■ QUOTED PASSAGE
-*-*-

Rhode Island’s population of piping plovers – the rare, sand-colored shorebird that breeds primarily on ocean-facing beaches – has grown significantly since it hit an all-time low of fewer than 20 pairs in the early 1980s. But 2017 was a bad year for the birds. The spring rains and a continuing battle with predators caused a decline in the number of chicks the plovers produced.
According to Jennifer White, the biologist with the U.S. Fish and Wildlife Service who monitors the plover population, the statewide breeding population is about 100 pairs, though
On South County beaches, where most of the birds’ breed, White counted 73 pairs of piping plovers this summer, mostly at Trustom Pond National Wildlife Refuge in South Kingstown, Quonochontaug Beach in Charlestown, and East Beach in Westerly. Another 23 pairs nested in Little Compton at Goosewing Beach Preserve, Briggs Beach and Fogland Marsh Preserve. In addition, one pair nested at Third Beach in Middletown.
White said that each nest, on average, produced just .68 chicks, well below the 1.25 needed to maintain a stable population and far below the 1.62 chicks produced last year. The one bright spot was at Ninigret Conservation Area, where seven pairs of plovers produced an average of 2.29 chicks per nest.
“Productivity this year was very very low, we think because of a lot of predators, both avian and mammalian,” she said, noting that crows, gulls, foxes and coyotes are the primary predators on plover eggs and chicks. “At some sites, we saw canine footprints that went from nest to nest.”
The chilly, wet spring also caused many nests to fail.
“We had a lot of nest failures right after the chicks hatched because of the rain,” White said. “The chicks can forage as soon as they hatch, but they can’t thermoregulate, so they still rely on their parents to keep them warm and dry. We had a lot of young chicks under five days old when we had rain all day, and we lost those broods.”
Staff and volunteers from The Nature Conservancy monitor the piping plovers on Little Compton beaches. Tim Mooney, the Conservancy’s director of communication, said those beaches faced similar declines in chick productivity.

-*-*-

■ DATA SEGMENT
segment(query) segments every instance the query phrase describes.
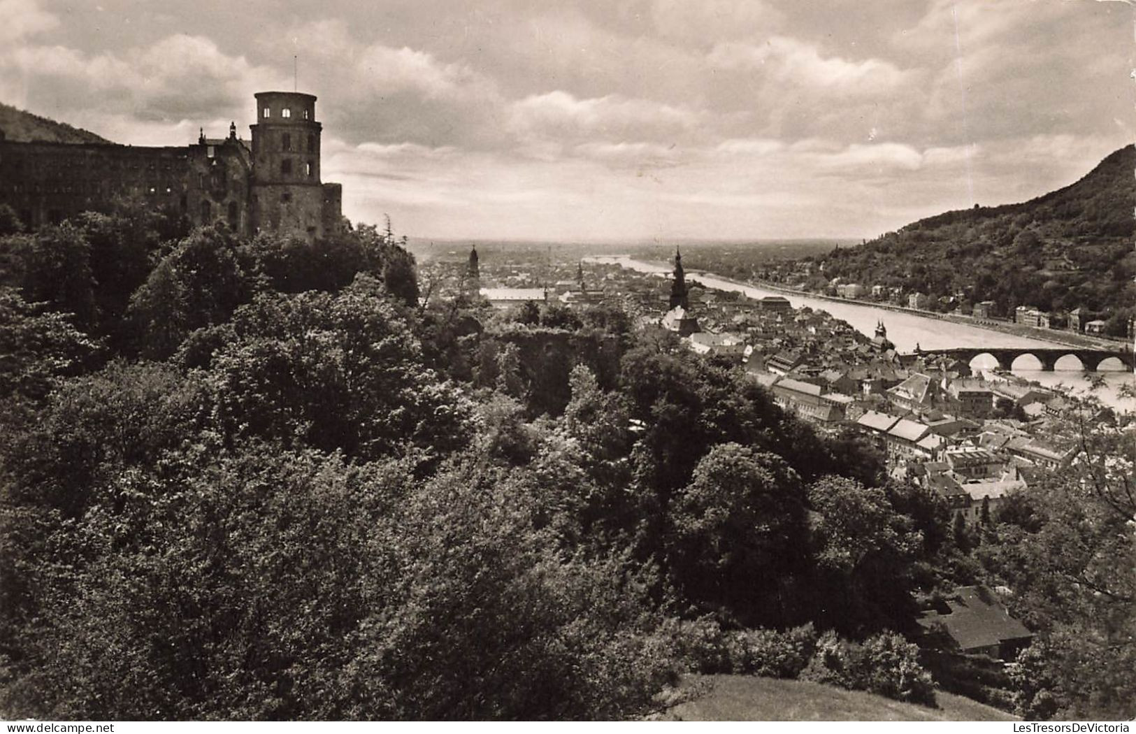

-*-*-

■ REQUIRED ACTION 1
From the piping plover article above, write out the passage that begins at the words "According to Jennifer" and stops after "Beach in Middletown.".
■ REQUIRED ACTION 2
According to the piping plover article, why were broods of chicks under five days old lost during the all-day rains?

■ REPLY 1
According to Jennifer White, the biologist with the U.S. Fish and Wildlife Service who monitors the plover population, the statewide breeding population is about 100 pairs, though
On South County beaches, where most of the birds’ breed, White counted 73 pairs of piping plovers this summer, mostly at Trustom Pond National Wildlife Refuge in South Kingstown, Quonochontaug Beach in Charlestown, and East Beach in Westerly. Another 23 pairs nested in Little Compton at Goosewing Beach Preserve, Briggs Beach and Fogland Marsh Preserve. In addition, one pair nested at Third Beach in Middletown.

■ REPLY 2
Newly hatched chicks can forage right away but cannot thermoregulate, so they depend on their parents to keep them warm and dry. When rain fell all day while many chicks were under five days old, those broods were lost.